**Data provided:**
::::
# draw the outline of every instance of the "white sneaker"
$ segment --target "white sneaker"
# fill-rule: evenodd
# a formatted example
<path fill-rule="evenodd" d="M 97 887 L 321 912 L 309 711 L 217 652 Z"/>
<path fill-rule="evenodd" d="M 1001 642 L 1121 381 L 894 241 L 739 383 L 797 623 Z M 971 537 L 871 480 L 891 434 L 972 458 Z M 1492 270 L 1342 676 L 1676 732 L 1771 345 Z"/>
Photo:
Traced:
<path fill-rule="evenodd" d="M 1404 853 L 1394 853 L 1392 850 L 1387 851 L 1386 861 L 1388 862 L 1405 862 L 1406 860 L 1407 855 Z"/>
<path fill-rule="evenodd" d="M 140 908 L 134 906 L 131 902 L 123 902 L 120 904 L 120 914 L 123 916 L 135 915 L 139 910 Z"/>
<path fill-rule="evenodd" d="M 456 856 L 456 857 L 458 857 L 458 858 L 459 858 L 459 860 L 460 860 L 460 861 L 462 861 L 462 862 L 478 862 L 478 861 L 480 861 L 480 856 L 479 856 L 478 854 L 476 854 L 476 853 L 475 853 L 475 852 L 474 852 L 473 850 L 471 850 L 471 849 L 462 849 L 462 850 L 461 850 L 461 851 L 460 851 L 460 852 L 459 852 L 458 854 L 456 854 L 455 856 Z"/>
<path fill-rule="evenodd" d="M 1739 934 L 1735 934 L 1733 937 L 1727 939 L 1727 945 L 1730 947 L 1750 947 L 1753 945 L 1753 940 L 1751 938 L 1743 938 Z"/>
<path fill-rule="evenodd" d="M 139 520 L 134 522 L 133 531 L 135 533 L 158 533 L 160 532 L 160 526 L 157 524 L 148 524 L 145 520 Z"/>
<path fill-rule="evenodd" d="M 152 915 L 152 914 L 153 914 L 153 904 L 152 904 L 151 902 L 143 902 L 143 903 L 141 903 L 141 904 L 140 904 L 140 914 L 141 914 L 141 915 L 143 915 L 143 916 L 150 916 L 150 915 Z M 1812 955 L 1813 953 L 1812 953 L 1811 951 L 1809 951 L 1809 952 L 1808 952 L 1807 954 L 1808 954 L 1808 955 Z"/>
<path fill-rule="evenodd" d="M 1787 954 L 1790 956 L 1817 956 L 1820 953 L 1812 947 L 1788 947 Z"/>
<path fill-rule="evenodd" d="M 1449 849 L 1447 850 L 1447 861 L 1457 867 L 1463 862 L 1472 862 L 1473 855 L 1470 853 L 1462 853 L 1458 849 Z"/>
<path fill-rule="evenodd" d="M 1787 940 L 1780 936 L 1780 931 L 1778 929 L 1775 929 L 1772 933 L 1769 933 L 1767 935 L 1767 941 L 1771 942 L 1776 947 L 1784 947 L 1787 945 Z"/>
::::
**Work request:** Some lines in the data above may hold the word "sneaker". Say how many, with no other words.

**Response to the exercise:** 2